Extrait du texte:
_____

À Hô Chi Minh-Ville, la musique que l'on entend dans les rues, c'est généralement celle des klaxons et des pots d'échappement. Une des rares exceptions est le parc du "30 Avril" où résonnent tous les jours des airs folkloriques, des sons de violon, de guitare, de mandoline ou de flûte. Cette scène en plein air est animée par les musiciens et chanteurs amateurs du club Mille Étoiles, dont le chef est Ta Trí Hai, Hanoïen d'origine.
Chapeau de cow-boy en cuir vissé sur la tête dissimulant un gros chignon façon hippie, longue barbe blanche, chemise de soie noire ornée d'un dragon jaune brodé, le beau septuagénaire a vraiment le look d'artiste. De bon matin, il vient s'installer sur son banc en pierre préféré, à l'ombre des arbres, près de quelques jeunes qui l'attendent. Le vieux sort son violon, la cale contre son menton barbichu. L'archet glisse lentement sur les cordes... S'élève alors l'air Les Hanoïens du compositeur Nguyên Ðình Thi. Viennent ensuite Alouette, exécuté avec violon, guitare, mandoline, flûte, harmonica... Puis c'est au tour des monocordes et viole de gambe d'interpréter une chanson folklorique du Nord... Et ainsi de suite. Tous les jours, Mille Étoiles "se produit" le matin au parc du "30 Avril", et souvent le soir dans celui du "23 Septembre", rue Pham Ngu Lao.
Nostalgie de Hanoi,quand tu nous prends…
Créé il y a 5 ans par Ta Trí Hai, ce club singulier attire de plus en plus de membres. Un seul "critère" pour être admis : l'amour de la musique. Chacun vient avec son instrument, qu'il soit moderne ou traditionnel. Et si l'on n'en possède pas, l'on vient avec ses cordes vocales, ce qui n'est déjà pas si mal. "Chanter et jouer de la musique, c'est pour moi un grand bonheur, une joie irremplaçable", confie le fondateur du club.

_____

Jeu de données:
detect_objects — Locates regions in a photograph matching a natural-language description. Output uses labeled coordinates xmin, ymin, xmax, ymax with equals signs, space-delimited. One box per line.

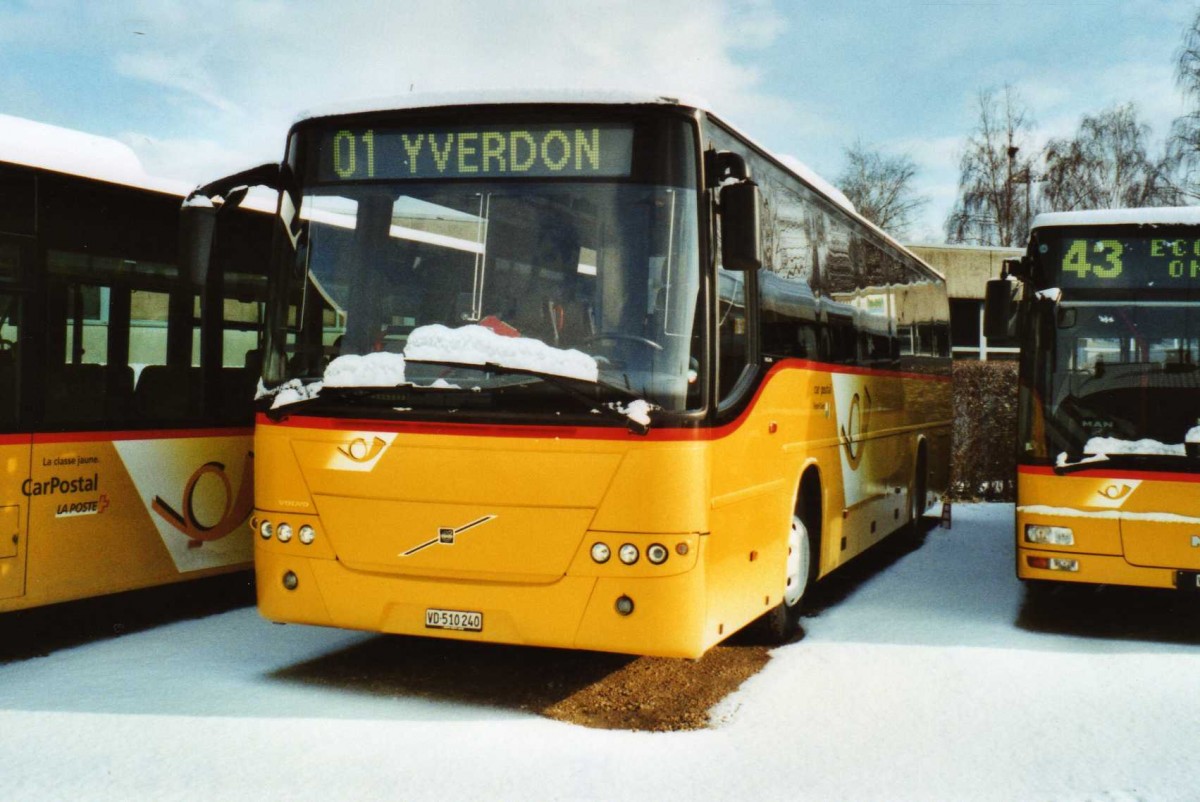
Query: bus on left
xmin=0 ymin=115 xmax=269 ymax=612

_____

Énoncés:
**a)** D'après l'extrait, quel est l'unique critère pour être admis au club Mille Étoiles ?
**b)** Recopiez à l'identique le passage de l'extrait situé entre "Nostalgie de Hanoi,quand" et "fondateur du club.", bornes incluses.
Les données n'ont aucun rapport avec l'extrait.

Réponses par tâche:
**a)** L'amour de la musique.

**b)**
Nostalgie de Hanoi,quand tu nous prends…
Créé il y a 5 ans par Ta Trí Hai, ce club singulier attire de plus en plus de membres. Un seul "critère" pour être admis : l'amour de la musique. Chacun vient avec son instrument, qu'il soit moderne ou traditionnel. Et si l'on n'en possède pas, l'on vient avec ses cordes vocales, ce qui n'est déjà pas si mal. "Chanter et jouer de la musique, c'est pour moi un grand bonheur, une joie irremplaçable", confie le fondateur du club.